## Tekst
....

AZG veroordeelt voortdurend geweld tegen burgers in Centraal-Afrikaanse Republiek
De voorbije weken heeft het geweld in de Centraal-Afrikaanse Republiek onaanvaardbare en ongekende hoogtes bereikt, zegt Artsen Zonder Grenzen. De hele burgerbevolking zit gevangen in extreem gepolariseerd geweld, en elke dag betalen burgers het gelag voor het geweld tussen de twee voornaamste gewapende groepen, de ex-Seleka en de anti-Balaka.
Burgers leven in constante angst
Hoewel het een complex conflict is en alle gemeenschappen af te rekenen krijgen met geweld, is er de laatste tijd steeds meer sprake van collectieve afrekeningen tegen de moslimminderheid. In verschillende steden zitten moslimgroepen geïsoleerd en worden ze bedreigd door anti-Balakatroepen. Ondertussen zijn duizenden moslims al gevlucht naar Tsjaad of Kameroen.

....

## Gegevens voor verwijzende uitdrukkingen
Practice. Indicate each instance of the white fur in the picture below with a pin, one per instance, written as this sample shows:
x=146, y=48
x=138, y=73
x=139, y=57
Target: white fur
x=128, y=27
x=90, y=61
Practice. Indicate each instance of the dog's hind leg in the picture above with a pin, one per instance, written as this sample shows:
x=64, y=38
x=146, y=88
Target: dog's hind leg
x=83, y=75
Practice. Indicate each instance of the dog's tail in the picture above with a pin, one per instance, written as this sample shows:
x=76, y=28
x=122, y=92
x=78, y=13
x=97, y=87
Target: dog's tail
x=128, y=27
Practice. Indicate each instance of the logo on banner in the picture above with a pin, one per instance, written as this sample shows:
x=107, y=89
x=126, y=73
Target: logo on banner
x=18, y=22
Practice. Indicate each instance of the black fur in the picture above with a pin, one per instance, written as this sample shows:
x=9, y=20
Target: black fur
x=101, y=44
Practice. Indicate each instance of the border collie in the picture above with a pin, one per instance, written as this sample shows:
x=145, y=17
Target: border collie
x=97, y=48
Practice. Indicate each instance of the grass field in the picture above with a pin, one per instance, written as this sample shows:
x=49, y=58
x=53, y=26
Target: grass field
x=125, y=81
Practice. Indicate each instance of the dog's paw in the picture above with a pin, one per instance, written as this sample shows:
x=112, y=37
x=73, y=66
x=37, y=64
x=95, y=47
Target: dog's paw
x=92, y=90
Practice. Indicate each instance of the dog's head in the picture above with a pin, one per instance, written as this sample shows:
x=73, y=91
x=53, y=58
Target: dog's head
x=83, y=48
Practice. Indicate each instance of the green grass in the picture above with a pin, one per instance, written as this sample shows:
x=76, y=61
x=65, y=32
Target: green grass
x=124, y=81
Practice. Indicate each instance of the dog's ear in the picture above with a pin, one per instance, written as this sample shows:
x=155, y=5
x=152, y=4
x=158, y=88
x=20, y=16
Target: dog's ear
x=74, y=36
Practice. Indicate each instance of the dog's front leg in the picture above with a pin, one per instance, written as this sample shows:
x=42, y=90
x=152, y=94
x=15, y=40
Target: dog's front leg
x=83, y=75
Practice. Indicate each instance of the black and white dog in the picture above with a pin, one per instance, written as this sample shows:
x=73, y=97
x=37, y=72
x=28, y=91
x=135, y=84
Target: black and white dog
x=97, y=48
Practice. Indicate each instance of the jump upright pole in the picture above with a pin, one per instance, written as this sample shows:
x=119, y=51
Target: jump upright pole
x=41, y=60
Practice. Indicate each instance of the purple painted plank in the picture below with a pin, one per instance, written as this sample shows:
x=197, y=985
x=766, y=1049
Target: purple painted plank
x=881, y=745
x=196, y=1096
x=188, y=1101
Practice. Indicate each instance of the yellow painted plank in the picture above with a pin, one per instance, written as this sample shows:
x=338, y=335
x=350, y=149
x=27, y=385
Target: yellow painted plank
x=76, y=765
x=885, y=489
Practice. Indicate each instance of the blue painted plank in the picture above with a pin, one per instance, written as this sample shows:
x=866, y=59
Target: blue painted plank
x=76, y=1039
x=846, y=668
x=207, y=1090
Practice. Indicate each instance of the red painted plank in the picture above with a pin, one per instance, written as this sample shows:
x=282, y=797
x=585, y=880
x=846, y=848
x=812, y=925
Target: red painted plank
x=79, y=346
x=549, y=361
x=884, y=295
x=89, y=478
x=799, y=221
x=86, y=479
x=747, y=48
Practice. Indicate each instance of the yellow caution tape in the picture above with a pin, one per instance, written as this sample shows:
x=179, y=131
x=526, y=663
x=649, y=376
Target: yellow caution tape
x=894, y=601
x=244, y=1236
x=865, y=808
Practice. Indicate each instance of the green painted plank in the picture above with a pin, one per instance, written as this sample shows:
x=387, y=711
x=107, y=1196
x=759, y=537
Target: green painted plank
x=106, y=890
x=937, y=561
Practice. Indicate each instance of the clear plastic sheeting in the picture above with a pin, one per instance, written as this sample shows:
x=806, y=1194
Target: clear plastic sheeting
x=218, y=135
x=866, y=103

....

## Te beantwoorden vragen
(A) Verander in de tekst het stuk tussen "Burgers leven in" en "Tsjaad of Kameroen.", inclusief, door "constante" te vervangen door "voortdurende", en geef dat stuk opnieuw.
(B) Welke twee gewapende groepen noemt de tekst als de voornaamste?
(C) Geef bij elke bewering aan of ze klopt met de tekst: ja of nee, met de woorden uit de tekst die de doorslag geven.
(i) Duizenden moslims zijn naar Tsjaad of Kameroen gevlucht.
(ii) Alleen de moslimminderheid krijgt met geweld te maken.
(iii) Het geweld is de voorbije weken afgenomen.
De items hierboven heb je niet nodig.

## Antwoorden
(A)
Burgers leven in voortdurende angst
Hoewel het een complex conflict is en alle gemeenschappen af te rekenen krijgen met geweld, is er de laatste tijd steeds meer sprake van collectieve afrekeningen tegen de moslimminderheid. In verschillende steden zitten moslimgroepen geïsoleerd en worden ze bedreigd door anti-Balakatroepen. Ondertussen zijn duizenden moslims al gevlucht naar Tsjaad of Kameroen.

(B) De ex-Seleka en de anti-Balaka.

(C)
(i) Ja: "Ondertussen zijn duizenden moslims al gevlucht naar Tsjaad of Kameroen."
(ii) Nee: "alle gemeenschappen af te rekenen krijgen met geweld"
(iii) Nee: "heeft het geweld in de Centraal-Afrikaanse Republiek onaanvaardbare en ongekende hoogtes bereikt"